● **Fragmento del documento**
--- --- ---

Nos asomamos a un nuevo año que se proyecta entre sombras y luces. Por una parte, la temida pandemia hace alianza con el frío invernal y nos incita a refugiarnos; a frenar nuestros impulsos de cercanía y calor amigo. Y, por otra parte, sentimos la motivación a vivir plenamente más allá de las limitaciones y condiciones impuestas; a no resignarnos ni rendirnos.
Ante una situación de incertidumbre es fácil abandonarse; dejarse caer en el letargo de la comodidad y renunciar a salir de sí mismo, de una misma. La zona de confort puede ser atrayente y, esta, frecuentemente, nos invita a escondernos ante riesgos o temores.
Sin embargo, la humanidad necesita hoy con urgencia personas y grupos capaces de generar procesos de cambio, acciones revolucionarias que transformen la historia desde lo pequeño, desde las aparentemente insignificantes actuaciones que introducen dinámicas nuevas, que alumbren horizontes de futuro.
Y nuestra Iglesia está siendo conducida por el Espíritu del Señor Resucitado a vislumbrar y señalar sendas nuevas de renovación eclesial profunda y radical. Volver a los orígenes evangélicos de las comunidades de discípul@s misioner@s, capaces de ser luz y sal de una humanidad nueva, siendo ellas mismas germen de ese proyecto utópico.
Y ahí nos encontramos como Frater. Pequeña realidad, pero vigorosa y simbólicamente fecunda. Un año más la Frater es invitada a seguir apostando, conscientes del largo plazo, por una sociedad igualitaria, inclusiva y fraterna, desde la propia fragilidad experimentada como enfermedad o discapacidad.

--- --- ---

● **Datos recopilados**

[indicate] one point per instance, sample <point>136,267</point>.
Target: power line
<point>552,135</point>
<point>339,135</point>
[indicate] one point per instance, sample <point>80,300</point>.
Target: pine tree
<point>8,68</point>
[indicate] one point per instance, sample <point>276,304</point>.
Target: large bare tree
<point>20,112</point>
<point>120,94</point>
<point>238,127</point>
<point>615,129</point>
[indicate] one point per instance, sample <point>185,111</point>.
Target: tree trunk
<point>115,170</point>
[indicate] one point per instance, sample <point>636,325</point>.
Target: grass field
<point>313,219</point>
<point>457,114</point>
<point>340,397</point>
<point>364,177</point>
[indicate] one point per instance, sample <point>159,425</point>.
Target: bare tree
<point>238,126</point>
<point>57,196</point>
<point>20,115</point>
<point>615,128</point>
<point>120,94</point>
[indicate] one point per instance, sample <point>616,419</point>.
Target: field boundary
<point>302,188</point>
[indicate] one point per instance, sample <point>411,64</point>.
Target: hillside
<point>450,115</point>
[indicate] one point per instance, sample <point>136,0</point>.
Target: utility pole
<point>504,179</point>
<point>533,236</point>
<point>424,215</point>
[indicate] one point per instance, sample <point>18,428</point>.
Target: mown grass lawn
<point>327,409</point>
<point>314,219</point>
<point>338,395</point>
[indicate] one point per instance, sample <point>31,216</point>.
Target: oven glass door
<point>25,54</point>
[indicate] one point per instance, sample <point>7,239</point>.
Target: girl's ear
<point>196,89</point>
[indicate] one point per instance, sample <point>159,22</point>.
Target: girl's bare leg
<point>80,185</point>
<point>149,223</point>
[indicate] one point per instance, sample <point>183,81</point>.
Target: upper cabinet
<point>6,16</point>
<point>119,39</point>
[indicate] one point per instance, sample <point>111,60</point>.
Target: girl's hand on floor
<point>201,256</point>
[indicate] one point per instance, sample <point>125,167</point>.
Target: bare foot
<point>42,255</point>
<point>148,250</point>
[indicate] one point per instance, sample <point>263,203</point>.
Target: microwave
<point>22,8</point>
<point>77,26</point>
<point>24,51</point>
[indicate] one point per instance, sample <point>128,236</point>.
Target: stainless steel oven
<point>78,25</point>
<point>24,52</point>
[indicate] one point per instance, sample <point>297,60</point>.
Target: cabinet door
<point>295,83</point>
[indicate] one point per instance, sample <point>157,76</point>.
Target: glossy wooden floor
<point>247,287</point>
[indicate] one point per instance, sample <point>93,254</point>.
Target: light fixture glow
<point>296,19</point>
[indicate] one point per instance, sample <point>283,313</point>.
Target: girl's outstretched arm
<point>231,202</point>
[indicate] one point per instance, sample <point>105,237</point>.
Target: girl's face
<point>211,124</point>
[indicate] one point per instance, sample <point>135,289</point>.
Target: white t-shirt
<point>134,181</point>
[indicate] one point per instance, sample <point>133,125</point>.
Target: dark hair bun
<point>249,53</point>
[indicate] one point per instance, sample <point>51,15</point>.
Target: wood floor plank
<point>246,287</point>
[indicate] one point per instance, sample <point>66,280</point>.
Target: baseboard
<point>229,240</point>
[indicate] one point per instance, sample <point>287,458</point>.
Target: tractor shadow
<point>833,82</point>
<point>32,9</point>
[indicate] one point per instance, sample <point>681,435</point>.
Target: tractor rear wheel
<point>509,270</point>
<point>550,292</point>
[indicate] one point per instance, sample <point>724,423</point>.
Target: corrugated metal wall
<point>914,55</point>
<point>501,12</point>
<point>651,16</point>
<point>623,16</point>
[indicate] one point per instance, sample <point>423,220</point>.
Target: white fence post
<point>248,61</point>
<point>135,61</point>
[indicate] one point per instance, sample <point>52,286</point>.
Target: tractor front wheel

--- --- ---

● **Requisitos del ejercicio**
1. Según el fragmento, ¿por qué tipo de sociedad es invitada la Frater a seguir apostando un año más?
2. Reproduce del fragmento el pasaje que empieza en "Y ahí nos encontramos" y termina en "enfermedad o discapacidad.".

● **Conjunto de soluciones**
1. Por una sociedad igualitaria, inclusiva y fraterna.

2.
Y ahí nos encontramos como Frater. Pequeña realidad, pero vigorosa y simbólicamente fecunda. Un año más la Frater es invitada a seguir apostando, conscientes del largo plazo, por una sociedad igualitaria, inclusiva y fraterna, desde la propia fragilidad experimentada como enfermedad o discapacidad.